A single half-plate pyrosequencing run on the same normalized cDNA used in the Sanger-based sequencing generated 139,839 reads, which after trimming and cleaning, yielded 90,664 usable reads (>100 base pairs) with an average length of 190 nucleotides and a total length of 17.3 Mb (Table 1). After clustering and assembly using the TGICL clustering utilities [29], 66,312 sequence reads were incorporated into 11,155 assemblies and 24,352 singletons for a total of 35,507 unique sequences. Assemblies had an average length of 233 bp with a maximum length of 1,385 bp (Table 1, Figure 1). For the 454 assembly, 25,285 (71%) sequences (9,226 assemblies, 16,059 singletons) aligned to the draft P. ultimum BR144 genome sequence. Of these 35,507 unique sequences, 7,991 (22.5%) had a protein match with UniRef100 [28], significantly less than what was observed for the Sanger-derived ESTs. If only sequences > 500 bp were considered, 71% had a match with an entry in UniRef100 suggesting that the short length of the 454 reads impact the ability to detect similar sequences. As the pyrosequencing library preparation involves random shearing of the normalized (but uncloned) cDNA population [25], the pyrosequencing reads originate from random locations within each cDNA and may have either orientation. The majority of assemblies contain 2–5 reads, while in contrast only a few of the assemblies contained over 100 pyrosequencing EST reads (Figure 1). This is presumably due to both the length of the individual reads, the normalization of the cDNA population, and the coverage of the transcriptome represented in this dataset.

### [Assigned task 1]
In the pyrosequencing passage, how many usable reads remained after trimming and cleaning?
### [Assigned task 2]
Pick up the pyrosequencing passage after its last sentence and keep writing it.

### [Point-per-instance localization data]
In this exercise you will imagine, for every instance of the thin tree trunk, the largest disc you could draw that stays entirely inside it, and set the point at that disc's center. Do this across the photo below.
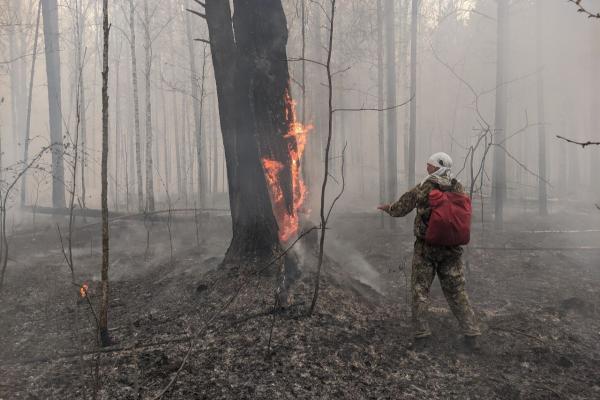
(104, 335)
(184, 149)
(118, 133)
(29, 100)
(499, 177)
(197, 103)
(215, 134)
(149, 133)
(380, 115)
(136, 109)
(543, 195)
(51, 35)
(392, 120)
(83, 111)
(412, 140)
(166, 149)
(177, 135)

### [Answer 1]
90,664 usable reads.

### [Answer 2]
Hybrid assembly of Sanger and Pyrosequencing-based reads

A hybrid assembly was constructed using the pyrosequencing- and Sanger-based EST reads which were clustered and assembled using the TGICL clustering utilities [29]; of these, 10,811 were assemblies and 23,684 were singletons for a total of 34,495 unique sequences (Table 1). Since the reads used in the hybrid assembly were predominantly derived from the pyrosequencing dataset, with the exception of the maximum assembly length, the assembly length and EST component statistics are similar to that for the pyrosequencing-only reads (Figure 1). In the hybrid assembly, a majority of assemblies are short with an average length of 276 base pairs (maximum length of 4,471 base pairs (Table 1)) and contain few component reads (Figure 2). The majority of assemblies contain 2–5 EST reads while only a limited number of assemblies contain over 100 EST reads. For the hybrid assembly, 24,140 (70%) sequences (8,922 assemblies, 15,218 singletons) aligned to the draft P. ultimum BR144 genome sequence. Within the hybrid assembly, 8,618 had a protein match using UniRef100 [28] significantly less than what was observed for the Sanger-derived ESTs yet consistent with the abundance of 454 reads in the overall hybrid assembly. If only sequences > 500 bp within the hybrid assembly were considered, 69% had a match with an entry in UniRef100. Pyrosequencing using the 454 platform is reported to have reduced accuracy in homopolymer regions [25]. Examination of homopolymer regions (>4 nucleotides) detected between the Sanger- and the 454-derived reads revealed differences in homopolymer length between the Sanger and 454-reads in 837 instances, primarily in A or T homopolymer regions (407 A, 323 T, 65 G, 42 C).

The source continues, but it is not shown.